[PAGE EXTRACT]
☆ ☆ ☆ ☆ ☆ ☆ ☆
Anger Is a Stone in the Shoe, Not the Hand

You’re angry, we get it. Things are being said about you that you never imagined, and you are hemorrhaging cash while the lawyers laugh all the way to the bank. Anger is a natural response, and if you weren’t angry, we’d wonder whether you were human at all. But being a man requires being beyond human; being a man demands you think rationally and strategically. Anger is not only useless, it is an incredibly misleading emotion. Treat anger like a tadpole treats its tail — when it grows up, it no longer has any use for it.

Anger as Strength

We confuse anger for many different things, and here we will discuss three: strength, conviction, and communication. When we get angry, we imagine ourselves as strong — naturally, because when we are angry we are probably at our most confrontational. This feeling is not altogether unwarranted; it relates to our fight/flight heritage. In the animal world, when confronted with an attack, animals enlarge themselves; they roar, snarl, growl, bark, howl, and show their teeth. This is exactly what you are doing when you are angry. You hope, subconsciously, that your expression will scare off whatever is attacking you.
☆ ☆ ☆ ☆ ☆ ☆ ☆
[EXERCISE MATERIALS]
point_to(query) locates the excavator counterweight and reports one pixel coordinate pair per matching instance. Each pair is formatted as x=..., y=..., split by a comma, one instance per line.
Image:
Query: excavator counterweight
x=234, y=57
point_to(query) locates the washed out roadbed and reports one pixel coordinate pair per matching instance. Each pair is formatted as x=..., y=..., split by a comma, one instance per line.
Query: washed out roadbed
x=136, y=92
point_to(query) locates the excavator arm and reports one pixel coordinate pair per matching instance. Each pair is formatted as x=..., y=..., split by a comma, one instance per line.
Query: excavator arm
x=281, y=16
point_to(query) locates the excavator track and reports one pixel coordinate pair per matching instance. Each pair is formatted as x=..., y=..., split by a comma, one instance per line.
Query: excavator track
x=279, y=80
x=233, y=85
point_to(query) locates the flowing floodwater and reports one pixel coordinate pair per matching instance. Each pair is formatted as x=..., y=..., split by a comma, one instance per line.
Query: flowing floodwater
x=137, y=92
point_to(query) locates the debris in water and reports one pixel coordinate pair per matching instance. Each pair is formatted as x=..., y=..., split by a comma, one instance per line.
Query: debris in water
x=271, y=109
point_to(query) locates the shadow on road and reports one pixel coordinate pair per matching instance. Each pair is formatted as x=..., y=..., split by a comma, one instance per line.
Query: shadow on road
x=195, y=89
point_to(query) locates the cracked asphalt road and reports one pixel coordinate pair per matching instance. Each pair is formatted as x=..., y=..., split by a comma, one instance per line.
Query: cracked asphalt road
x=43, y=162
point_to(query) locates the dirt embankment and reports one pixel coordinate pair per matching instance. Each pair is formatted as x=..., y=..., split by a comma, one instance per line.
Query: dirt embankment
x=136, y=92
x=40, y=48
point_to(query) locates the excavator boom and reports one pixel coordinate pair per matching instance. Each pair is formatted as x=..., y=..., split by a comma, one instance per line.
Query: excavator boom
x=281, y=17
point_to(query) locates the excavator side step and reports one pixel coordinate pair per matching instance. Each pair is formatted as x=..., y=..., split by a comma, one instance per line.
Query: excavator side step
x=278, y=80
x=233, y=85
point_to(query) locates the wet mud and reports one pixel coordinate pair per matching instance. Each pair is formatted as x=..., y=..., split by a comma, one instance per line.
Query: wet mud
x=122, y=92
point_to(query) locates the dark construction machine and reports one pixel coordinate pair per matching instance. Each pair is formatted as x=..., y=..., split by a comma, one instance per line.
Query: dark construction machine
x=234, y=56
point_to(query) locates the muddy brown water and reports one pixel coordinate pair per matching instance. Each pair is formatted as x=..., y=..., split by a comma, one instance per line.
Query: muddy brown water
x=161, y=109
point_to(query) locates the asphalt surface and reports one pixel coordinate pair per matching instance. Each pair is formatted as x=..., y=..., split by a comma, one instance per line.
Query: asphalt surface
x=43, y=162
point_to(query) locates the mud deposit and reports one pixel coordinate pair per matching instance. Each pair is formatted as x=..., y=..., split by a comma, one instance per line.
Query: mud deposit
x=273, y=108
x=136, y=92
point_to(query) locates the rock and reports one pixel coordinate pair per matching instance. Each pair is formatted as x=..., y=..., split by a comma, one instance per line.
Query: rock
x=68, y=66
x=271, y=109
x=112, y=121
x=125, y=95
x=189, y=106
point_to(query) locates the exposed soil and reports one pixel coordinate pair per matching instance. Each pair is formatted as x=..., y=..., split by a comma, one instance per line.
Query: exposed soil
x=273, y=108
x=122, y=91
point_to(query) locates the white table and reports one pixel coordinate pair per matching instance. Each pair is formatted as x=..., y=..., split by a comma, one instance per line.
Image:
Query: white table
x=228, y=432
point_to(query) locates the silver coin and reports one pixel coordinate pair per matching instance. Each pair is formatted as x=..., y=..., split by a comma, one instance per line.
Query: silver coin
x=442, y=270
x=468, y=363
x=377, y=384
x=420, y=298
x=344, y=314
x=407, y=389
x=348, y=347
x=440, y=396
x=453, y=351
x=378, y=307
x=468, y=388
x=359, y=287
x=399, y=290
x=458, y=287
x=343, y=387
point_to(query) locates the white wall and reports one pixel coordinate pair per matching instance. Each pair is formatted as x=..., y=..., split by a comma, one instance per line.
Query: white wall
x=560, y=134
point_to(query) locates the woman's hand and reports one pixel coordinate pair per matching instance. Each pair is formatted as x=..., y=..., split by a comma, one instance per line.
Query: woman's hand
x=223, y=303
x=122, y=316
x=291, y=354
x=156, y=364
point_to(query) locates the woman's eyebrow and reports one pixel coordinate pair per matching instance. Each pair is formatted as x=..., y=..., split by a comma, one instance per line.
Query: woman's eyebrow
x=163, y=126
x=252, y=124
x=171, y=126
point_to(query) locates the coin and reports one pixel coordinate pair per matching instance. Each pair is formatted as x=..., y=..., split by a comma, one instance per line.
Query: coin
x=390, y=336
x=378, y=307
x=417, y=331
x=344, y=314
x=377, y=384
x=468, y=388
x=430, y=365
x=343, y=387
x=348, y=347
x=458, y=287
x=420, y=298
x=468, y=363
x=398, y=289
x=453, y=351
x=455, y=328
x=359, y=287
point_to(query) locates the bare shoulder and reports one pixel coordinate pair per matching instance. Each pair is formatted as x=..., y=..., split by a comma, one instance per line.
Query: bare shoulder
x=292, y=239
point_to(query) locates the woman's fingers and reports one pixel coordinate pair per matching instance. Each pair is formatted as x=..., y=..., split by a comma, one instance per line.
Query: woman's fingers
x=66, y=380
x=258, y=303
☆ ☆ ☆ ☆ ☆ ☆ ☆
[SET OF TASKS]
a: Lay out the rows, starting at the first row and ending with the line containing "x=234, y=57", as a JSON list of strings with one string per line. Include both of those lines and skip any blank ones.
b: Proceed with the essay on anger from the point where it stops.

[RESULTS IN ORDER]
a:
[
  "point_to(query) locates the excavator counterweight and reports one pixel coordinate pair per matching instance. Each pair is formatted as x=..., y=..., split by a comma, one instance per line.",
  "Image:",
  "Query: excavator counterweight",
  "x=234, y=57"
]

b:
Well, this strategy may serve you in a street fight or in jail, but not in divorce. Every expression of anger will not only fail to scare off the process — it will feed it, making it bigger, costlier, and more problematic for you. But the worst part is this: anger releases adrenaline into the body, causing a high, which makes you believe you actually feel good about it — that you are doing something correct. You feel like you are taking a stand or defending yourself, very noble things to do of course, but strategically useless. You aren’t in the jungle and you’re not in the can. Be a man — take control of your anger so it doesn’t mislead you.

Anger as Conviction

The second thing we confuse anger for is conviction — or at least, in a state of anger (which divorce tends to impel), we lose sight of what our real convictions are. We think because we are angry about something, we must believe in that something deeply; it must be true. Or because we are angry and have been lied about, everything the other person wants or has to say is wrong.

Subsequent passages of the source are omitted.